▶ AIM OF THE EXERCISE
Reproduce every line of the records below without any change, but leave the pictures out.

▶ PROVIDED ENTRIES
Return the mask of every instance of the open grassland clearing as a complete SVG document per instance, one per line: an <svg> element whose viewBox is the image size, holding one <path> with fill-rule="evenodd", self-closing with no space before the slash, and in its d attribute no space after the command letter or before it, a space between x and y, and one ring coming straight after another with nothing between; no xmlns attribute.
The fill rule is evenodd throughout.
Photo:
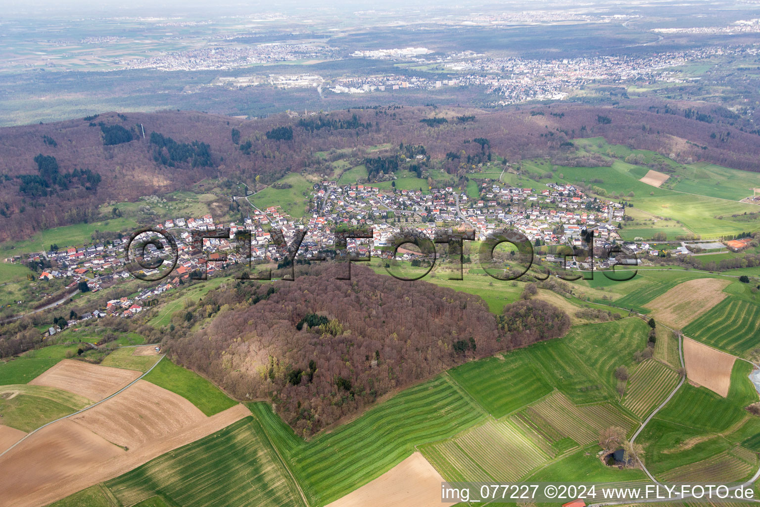
<svg viewBox="0 0 760 507"><path fill-rule="evenodd" d="M622 406L644 419L678 384L678 373L659 361L648 359L636 367L622 400Z"/></svg>
<svg viewBox="0 0 760 507"><path fill-rule="evenodd" d="M657 341L654 342L654 359L673 368L679 368L681 359L678 353L678 338L676 334L663 326L657 326L656 331Z"/></svg>
<svg viewBox="0 0 760 507"><path fill-rule="evenodd" d="M160 358L155 353L156 348L151 345L121 347L107 355L100 365L147 372Z"/></svg>
<svg viewBox="0 0 760 507"><path fill-rule="evenodd" d="M592 332L597 325L589 324L583 329ZM527 350L537 372L573 401L592 403L615 398L612 389L575 355L565 340L540 341Z"/></svg>
<svg viewBox="0 0 760 507"><path fill-rule="evenodd" d="M709 276L709 275L708 275ZM704 273L695 273L682 269L648 271L638 270L635 277L625 282L618 282L610 287L613 291L621 291L624 296L615 300L616 306L631 308L639 313L649 313L648 303L667 293L679 284L694 278L705 278Z"/></svg>
<svg viewBox="0 0 760 507"><path fill-rule="evenodd" d="M59 248L78 246L92 242L92 235L95 230L109 230L114 233L124 231L128 236L138 227L137 222L131 218L112 218L102 222L76 223L61 227L48 229L37 233L28 239L22 241L6 241L0 244L0 257L22 255L33 252L47 252L52 244Z"/></svg>
<svg viewBox="0 0 760 507"><path fill-rule="evenodd" d="M143 377L156 385L179 395L207 416L221 412L237 404L219 388L198 373L164 359Z"/></svg>
<svg viewBox="0 0 760 507"><path fill-rule="evenodd" d="M695 278L679 284L646 304L651 316L680 329L710 311L728 296L724 292L731 281L720 278Z"/></svg>
<svg viewBox="0 0 760 507"><path fill-rule="evenodd" d="M721 483L739 482L757 467L757 455L736 447L696 463L660 475L667 483Z"/></svg>
<svg viewBox="0 0 760 507"><path fill-rule="evenodd" d="M0 385L26 384L59 360L49 358L16 357L0 363Z"/></svg>
<svg viewBox="0 0 760 507"><path fill-rule="evenodd" d="M276 189L274 185L290 185L287 188ZM290 173L272 185L256 192L249 198L249 201L262 211L268 208L277 206L283 214L294 218L300 218L306 212L309 203L309 192L312 184L297 173Z"/></svg>
<svg viewBox="0 0 760 507"><path fill-rule="evenodd" d="M419 452L404 460L372 482L352 491L328 507L375 507L378 499L385 505L417 507L456 502L441 502L443 477Z"/></svg>
<svg viewBox="0 0 760 507"><path fill-rule="evenodd" d="M43 385L0 386L0 421L30 432L46 423L92 404L86 398Z"/></svg>
<svg viewBox="0 0 760 507"><path fill-rule="evenodd" d="M585 445L596 440L599 432L611 426L629 431L635 424L611 403L576 405L561 392L555 392L521 413L540 429Z"/></svg>
<svg viewBox="0 0 760 507"><path fill-rule="evenodd" d="M729 296L683 332L716 348L743 355L758 347L760 305Z"/></svg>
<svg viewBox="0 0 760 507"><path fill-rule="evenodd" d="M355 185L359 181L366 181L367 167L363 163L344 171L337 180L338 185Z"/></svg>
<svg viewBox="0 0 760 507"><path fill-rule="evenodd" d="M372 186L381 190L422 190L423 194L429 194L427 180L417 178L416 173L412 171L400 170L396 171L396 179L387 182L378 182L372 183ZM394 185L395 183L395 185Z"/></svg>
<svg viewBox="0 0 760 507"><path fill-rule="evenodd" d="M497 419L552 391L533 365L528 349L470 361L448 370L448 375Z"/></svg>
<svg viewBox="0 0 760 507"><path fill-rule="evenodd" d="M602 463L597 455L599 445L594 444L578 452L565 455L542 467L525 478L526 482L583 483L628 482L647 480L644 471L638 468L618 469Z"/></svg>
<svg viewBox="0 0 760 507"><path fill-rule="evenodd" d="M696 162L678 169L682 176L673 185L673 190L690 194L718 197L739 201L752 195L752 189L760 187L760 175L716 166L708 162Z"/></svg>
<svg viewBox="0 0 760 507"><path fill-rule="evenodd" d="M578 184L592 179L601 180L595 185L603 189L608 195L630 196L633 192L634 197L629 198L635 208L678 220L681 227L704 238L717 238L746 230L746 223L734 221L731 215L757 209L752 204L730 202L737 200L735 196L728 199L711 196L714 191L707 189L703 193L692 195L664 188L668 183L660 188L648 185L640 181L648 170L620 160L613 160L611 167L557 166L557 170L552 181ZM559 178L559 174L563 178ZM625 228L622 232L627 234Z"/></svg>
<svg viewBox="0 0 760 507"><path fill-rule="evenodd" d="M175 313L185 308L185 303L197 303L213 289L219 287L231 277L214 277L201 284L182 289L173 299L167 301L157 309L156 316L148 321L148 324L154 328L161 328L172 323L172 317Z"/></svg>
<svg viewBox="0 0 760 507"><path fill-rule="evenodd" d="M616 368L633 363L634 353L646 347L648 330L640 318L629 318L574 328L562 341L581 359L579 363L591 366L614 389Z"/></svg>
<svg viewBox="0 0 760 507"><path fill-rule="evenodd" d="M486 416L445 376L418 384L309 442L271 414L252 410L283 453L312 505L324 505L375 479L407 458L415 445L454 436Z"/></svg>
<svg viewBox="0 0 760 507"><path fill-rule="evenodd" d="M691 338L683 338L683 361L686 376L725 398L731 384L736 357Z"/></svg>
<svg viewBox="0 0 760 507"><path fill-rule="evenodd" d="M0 260L0 284L24 280L27 274L34 274L34 272L24 265Z"/></svg>
<svg viewBox="0 0 760 507"><path fill-rule="evenodd" d="M183 507L302 505L258 422L245 417L106 482L130 507L157 493Z"/></svg>
<svg viewBox="0 0 760 507"><path fill-rule="evenodd" d="M100 401L140 376L138 372L65 359L30 382L48 385Z"/></svg>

▶ OUTPUT FOR THIS EXERCISE
Return the mask of every instance of the open grassland clearing as a complete SVG document per instance, one per line: an <svg> element whose viewBox is the image size, holding one <path> with fill-rule="evenodd", self-closing with no space before the slash, and in its d attribute no space after the command letter or before it, a space between x and y, and one ring coming straight after another with nothing between; no xmlns attribute.
The fill rule is evenodd throughout.
Photo:
<svg viewBox="0 0 760 507"><path fill-rule="evenodd" d="M622 406L644 419L678 384L678 373L659 361L648 359L636 367L622 400Z"/></svg>
<svg viewBox="0 0 760 507"><path fill-rule="evenodd" d="M657 341L654 342L654 359L673 368L679 368L681 359L678 353L678 338L676 334L663 326L657 326L656 331Z"/></svg>
<svg viewBox="0 0 760 507"><path fill-rule="evenodd" d="M160 358L155 353L156 348L151 345L121 347L107 355L100 365L147 372Z"/></svg>
<svg viewBox="0 0 760 507"><path fill-rule="evenodd" d="M592 332L597 325L589 324L583 329ZM527 350L537 372L573 401L592 403L615 398L612 389L575 355L565 340L540 341Z"/></svg>
<svg viewBox="0 0 760 507"><path fill-rule="evenodd" d="M709 276L709 275L708 275ZM704 273L695 273L682 269L648 271L638 270L635 277L625 282L618 282L610 287L613 291L621 291L624 296L615 300L616 306L631 308L639 313L649 313L648 303L667 293L679 284L694 278L705 278Z"/></svg>
<svg viewBox="0 0 760 507"><path fill-rule="evenodd" d="M59 248L78 246L92 242L92 235L95 230L109 230L114 233L124 231L128 236L138 227L137 222L131 218L112 218L102 222L76 223L61 227L48 229L37 233L28 239L22 241L6 241L0 244L0 257L22 255L33 252L47 252L52 244Z"/></svg>
<svg viewBox="0 0 760 507"><path fill-rule="evenodd" d="M143 377L156 385L179 395L207 416L221 412L237 404L219 388L198 373L164 359Z"/></svg>
<svg viewBox="0 0 760 507"><path fill-rule="evenodd" d="M695 278L679 284L646 304L651 316L680 329L710 311L728 296L724 292L731 281L720 278Z"/></svg>
<svg viewBox="0 0 760 507"><path fill-rule="evenodd" d="M721 483L739 482L757 467L757 455L736 447L696 463L660 475L667 483Z"/></svg>
<svg viewBox="0 0 760 507"><path fill-rule="evenodd" d="M0 385L26 384L59 360L49 358L16 357L0 363Z"/></svg>
<svg viewBox="0 0 760 507"><path fill-rule="evenodd" d="M276 189L274 185L290 185L287 188ZM290 173L272 185L256 192L249 198L249 201L262 211L268 208L277 206L283 214L294 218L300 218L306 212L309 203L309 192L312 184L297 173Z"/></svg>
<svg viewBox="0 0 760 507"><path fill-rule="evenodd" d="M419 452L404 460L372 482L352 491L328 507L375 507L378 499L385 505L417 507L456 502L441 502L443 477Z"/></svg>
<svg viewBox="0 0 760 507"><path fill-rule="evenodd" d="M43 385L0 386L0 421L30 432L46 423L92 404L86 398Z"/></svg>
<svg viewBox="0 0 760 507"><path fill-rule="evenodd" d="M585 445L596 440L599 432L611 426L629 431L635 424L611 403L576 405L561 392L555 392L521 413L540 429Z"/></svg>
<svg viewBox="0 0 760 507"><path fill-rule="evenodd" d="M729 296L683 332L716 348L743 355L758 347L760 305Z"/></svg>
<svg viewBox="0 0 760 507"><path fill-rule="evenodd" d="M355 185L359 181L366 181L367 167L363 163L344 171L337 180L338 185Z"/></svg>
<svg viewBox="0 0 760 507"><path fill-rule="evenodd" d="M372 186L381 190L422 190L423 194L429 194L427 180L417 178L416 173L412 171L400 170L396 171L396 179L387 182L378 182L372 183ZM394 185L395 183L395 185Z"/></svg>
<svg viewBox="0 0 760 507"><path fill-rule="evenodd" d="M497 419L552 391L533 365L528 349L470 361L448 370L448 375Z"/></svg>
<svg viewBox="0 0 760 507"><path fill-rule="evenodd" d="M602 463L597 455L599 445L594 444L578 452L565 455L542 467L525 478L526 482L583 483L628 482L647 480L644 471L638 468L618 469Z"/></svg>
<svg viewBox="0 0 760 507"><path fill-rule="evenodd" d="M696 162L678 169L682 176L673 185L673 190L690 194L718 197L739 201L752 195L752 189L760 187L760 175L716 166L708 162Z"/></svg>
<svg viewBox="0 0 760 507"><path fill-rule="evenodd" d="M578 184L592 179L601 180L595 185L603 189L608 195L630 196L633 192L634 197L629 198L635 208L678 220L681 227L704 238L717 238L746 230L746 223L734 221L731 215L757 209L752 204L730 202L737 200L735 196L728 199L711 196L714 191L707 189L703 193L692 195L664 188L668 183L660 188L648 185L640 181L648 170L620 160L613 160L611 167L557 166L557 170L552 181ZM559 178L559 174L563 178ZM625 228L622 232L627 234Z"/></svg>
<svg viewBox="0 0 760 507"><path fill-rule="evenodd" d="M175 313L185 308L185 303L197 303L213 289L219 287L231 277L214 277L201 284L182 289L173 299L167 301L157 309L156 316L148 321L148 324L154 328L161 328L172 323L172 317Z"/></svg>
<svg viewBox="0 0 760 507"><path fill-rule="evenodd" d="M616 368L633 363L634 353L646 347L648 330L640 318L629 318L574 328L562 341L581 359L579 363L591 366L614 389Z"/></svg>
<svg viewBox="0 0 760 507"><path fill-rule="evenodd" d="M486 416L445 376L418 384L309 442L271 414L252 410L283 453L312 505L324 505L375 479L407 458L415 445L454 436Z"/></svg>
<svg viewBox="0 0 760 507"><path fill-rule="evenodd" d="M691 338L683 338L683 361L686 376L725 398L731 384L736 357Z"/></svg>
<svg viewBox="0 0 760 507"><path fill-rule="evenodd" d="M0 260L0 284L24 280L27 274L34 274L34 272L24 265Z"/></svg>
<svg viewBox="0 0 760 507"><path fill-rule="evenodd" d="M183 507L302 505L258 422L245 417L106 482L130 507L157 493Z"/></svg>
<svg viewBox="0 0 760 507"><path fill-rule="evenodd" d="M100 401L140 376L138 372L65 359L30 382L48 385Z"/></svg>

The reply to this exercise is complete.